Reproduce every line of the data below, keeping all of its text, but scale each answer coordinate by 0.5 and round to whole numbers, with halves rounded up. Leave the pictures out.

Dataset records
□ □ □ □ □

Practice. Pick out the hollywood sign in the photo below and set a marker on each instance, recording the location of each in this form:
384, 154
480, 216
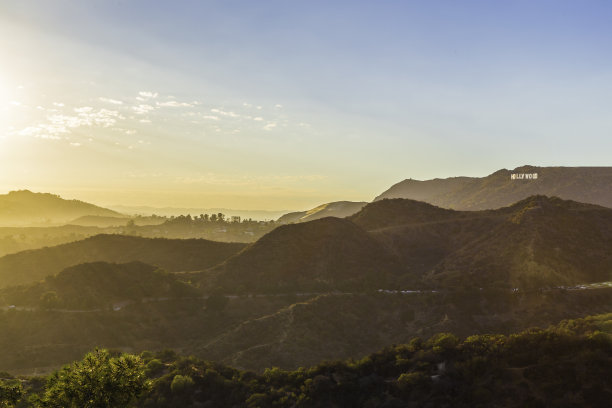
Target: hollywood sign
523, 176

□ □ □ □ □

_Output of the exercise_
Practice. Pick out the hollywood sign in the photo below and set a marker on each instance, recording the location of each in this form:
384, 154
480, 216
Target: hollywood sign
262, 88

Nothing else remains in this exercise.